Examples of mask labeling
_ _ _ _ _

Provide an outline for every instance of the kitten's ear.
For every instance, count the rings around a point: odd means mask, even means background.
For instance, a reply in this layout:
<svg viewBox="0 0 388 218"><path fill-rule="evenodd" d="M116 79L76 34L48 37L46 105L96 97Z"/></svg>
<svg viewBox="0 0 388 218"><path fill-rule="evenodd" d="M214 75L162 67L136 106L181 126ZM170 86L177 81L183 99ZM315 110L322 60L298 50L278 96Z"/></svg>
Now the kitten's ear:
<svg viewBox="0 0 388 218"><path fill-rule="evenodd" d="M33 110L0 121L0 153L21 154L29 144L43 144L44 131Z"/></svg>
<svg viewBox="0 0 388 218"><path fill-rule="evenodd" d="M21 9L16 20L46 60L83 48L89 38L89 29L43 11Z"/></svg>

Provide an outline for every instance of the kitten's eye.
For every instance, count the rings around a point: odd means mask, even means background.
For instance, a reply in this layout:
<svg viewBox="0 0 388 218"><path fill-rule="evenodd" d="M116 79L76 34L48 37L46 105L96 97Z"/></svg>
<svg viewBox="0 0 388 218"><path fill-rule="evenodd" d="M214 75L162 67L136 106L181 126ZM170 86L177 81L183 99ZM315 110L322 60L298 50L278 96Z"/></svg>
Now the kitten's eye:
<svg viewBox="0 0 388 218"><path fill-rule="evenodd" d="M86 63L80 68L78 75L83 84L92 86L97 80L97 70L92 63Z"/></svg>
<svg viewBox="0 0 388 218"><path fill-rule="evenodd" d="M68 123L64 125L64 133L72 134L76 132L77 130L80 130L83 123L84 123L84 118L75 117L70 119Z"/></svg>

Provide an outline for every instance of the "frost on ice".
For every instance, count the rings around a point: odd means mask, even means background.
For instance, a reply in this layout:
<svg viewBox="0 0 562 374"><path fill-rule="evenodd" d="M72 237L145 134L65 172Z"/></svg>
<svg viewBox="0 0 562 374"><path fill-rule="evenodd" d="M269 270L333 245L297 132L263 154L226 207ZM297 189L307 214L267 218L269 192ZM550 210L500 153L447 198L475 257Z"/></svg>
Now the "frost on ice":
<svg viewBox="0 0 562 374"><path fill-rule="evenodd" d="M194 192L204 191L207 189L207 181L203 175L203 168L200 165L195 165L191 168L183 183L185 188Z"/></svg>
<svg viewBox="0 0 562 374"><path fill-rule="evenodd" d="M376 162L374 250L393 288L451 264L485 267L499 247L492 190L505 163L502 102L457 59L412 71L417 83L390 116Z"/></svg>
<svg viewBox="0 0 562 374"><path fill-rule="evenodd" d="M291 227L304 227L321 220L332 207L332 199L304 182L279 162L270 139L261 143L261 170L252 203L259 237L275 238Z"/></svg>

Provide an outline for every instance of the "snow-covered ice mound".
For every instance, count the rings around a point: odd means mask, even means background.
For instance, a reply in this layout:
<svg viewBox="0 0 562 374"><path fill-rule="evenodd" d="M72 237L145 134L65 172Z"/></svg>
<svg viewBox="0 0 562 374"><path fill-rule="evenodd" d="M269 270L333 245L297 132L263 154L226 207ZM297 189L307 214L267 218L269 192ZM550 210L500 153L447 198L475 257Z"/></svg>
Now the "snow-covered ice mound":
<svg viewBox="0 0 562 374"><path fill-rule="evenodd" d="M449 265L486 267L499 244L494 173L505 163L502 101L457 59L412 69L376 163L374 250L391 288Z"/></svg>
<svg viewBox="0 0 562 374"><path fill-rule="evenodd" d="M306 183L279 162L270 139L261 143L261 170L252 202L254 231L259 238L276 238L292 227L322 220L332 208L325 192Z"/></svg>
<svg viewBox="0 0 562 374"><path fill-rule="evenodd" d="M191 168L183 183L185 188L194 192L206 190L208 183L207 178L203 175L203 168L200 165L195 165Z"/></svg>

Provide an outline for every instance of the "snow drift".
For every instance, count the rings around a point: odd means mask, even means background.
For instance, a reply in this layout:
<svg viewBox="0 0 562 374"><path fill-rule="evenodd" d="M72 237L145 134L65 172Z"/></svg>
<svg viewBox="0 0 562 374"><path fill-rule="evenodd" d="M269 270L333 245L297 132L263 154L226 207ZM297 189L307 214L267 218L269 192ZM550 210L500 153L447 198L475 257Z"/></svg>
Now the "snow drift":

_ _ _ _ _

What is being asked ▸
Please reproduce all of the material above word for word, changing nothing in any line.

Solution ▸
Provide an outline for every instance of the kitten's ear.
For every instance, count the rings around a point: odd means mask, even means background.
For instance, a reply in this layout:
<svg viewBox="0 0 388 218"><path fill-rule="evenodd" d="M116 79L76 34L48 37L46 105L96 97Z"/></svg>
<svg viewBox="0 0 388 218"><path fill-rule="evenodd" d="M214 75L162 67L136 106L181 126ZM170 86L177 81L183 99ZM315 110L322 60L298 50L278 96Z"/></svg>
Now the kitten's ear:
<svg viewBox="0 0 388 218"><path fill-rule="evenodd" d="M33 110L0 121L0 153L21 154L29 144L43 144L44 131Z"/></svg>
<svg viewBox="0 0 388 218"><path fill-rule="evenodd" d="M21 9L16 20L46 60L83 48L89 38L89 29L43 11Z"/></svg>

Provide an outline for every instance of the kitten's eye.
For every instance, count the rings around a point: odd means mask, even means background.
For instance, a reply in this layout:
<svg viewBox="0 0 388 218"><path fill-rule="evenodd" d="M116 79L76 34L48 37L46 105L96 97Z"/></svg>
<svg viewBox="0 0 388 218"><path fill-rule="evenodd" d="M214 75L162 67L136 106L181 126ZM170 86L177 81L183 99ZM315 110L322 60L298 50L278 96Z"/></svg>
Now the kitten's eye:
<svg viewBox="0 0 388 218"><path fill-rule="evenodd" d="M86 63L80 68L78 75L83 84L92 86L97 80L97 70L92 63Z"/></svg>
<svg viewBox="0 0 388 218"><path fill-rule="evenodd" d="M68 123L64 125L64 133L72 134L76 132L77 130L80 130L83 123L84 123L84 118L75 117L70 119Z"/></svg>

Provide an outline for every instance of the "frost on ice".
For every instance, count the rings around a point: odd means mask, even means background.
For instance, a reply in this layout:
<svg viewBox="0 0 562 374"><path fill-rule="evenodd" d="M72 237L145 134L65 172Z"/></svg>
<svg viewBox="0 0 562 374"><path fill-rule="evenodd" d="M269 270L333 245L297 132L263 154L226 207ZM297 189L307 214L267 218L269 192ZM550 210L500 153L447 198L475 257Z"/></svg>
Now the "frost on ice":
<svg viewBox="0 0 562 374"><path fill-rule="evenodd" d="M194 192L204 191L207 189L207 181L203 175L203 168L200 165L195 165L191 168L183 183L185 188Z"/></svg>
<svg viewBox="0 0 562 374"><path fill-rule="evenodd" d="M376 162L374 250L393 288L451 264L485 267L499 247L492 190L505 163L502 102L457 59L412 71L417 83L390 116Z"/></svg>
<svg viewBox="0 0 562 374"><path fill-rule="evenodd" d="M291 227L304 227L321 220L332 207L332 199L304 182L279 162L270 139L261 143L261 170L252 203L259 237L275 238Z"/></svg>

Provide an outline for every instance of the "snow-covered ice mound".
For every instance, count the rings around a point: odd means mask, even means background.
For instance, a reply in this layout:
<svg viewBox="0 0 562 374"><path fill-rule="evenodd" d="M72 237L145 134L65 172Z"/></svg>
<svg viewBox="0 0 562 374"><path fill-rule="evenodd" d="M269 270L333 245L297 132L263 154L226 207ZM297 189L307 214L267 218L269 192ZM550 210L500 153L447 198L475 257Z"/></svg>
Now the "snow-covered ice mound":
<svg viewBox="0 0 562 374"><path fill-rule="evenodd" d="M449 265L486 267L499 244L494 173L505 163L502 101L457 59L412 69L376 163L374 250L391 288Z"/></svg>
<svg viewBox="0 0 562 374"><path fill-rule="evenodd" d="M306 183L279 162L270 139L261 143L261 170L252 202L254 231L259 238L276 238L292 227L322 220L332 208L325 192Z"/></svg>
<svg viewBox="0 0 562 374"><path fill-rule="evenodd" d="M191 168L183 183L185 188L194 192L206 190L208 183L207 178L203 175L203 168L200 165L195 165Z"/></svg>

Provide an outline for every instance of the "snow drift".
For every instance, count the rings around a point: odd means mask, even means background.
For instance, a reply in this layout:
<svg viewBox="0 0 562 374"><path fill-rule="evenodd" d="M72 237L145 134L65 172Z"/></svg>
<svg viewBox="0 0 562 374"><path fill-rule="evenodd" d="M269 270L333 245L297 132L263 154L226 207ZM297 189L307 214L267 218L269 192ZM550 210L500 153L447 198L475 257Z"/></svg>
Now the "snow drift":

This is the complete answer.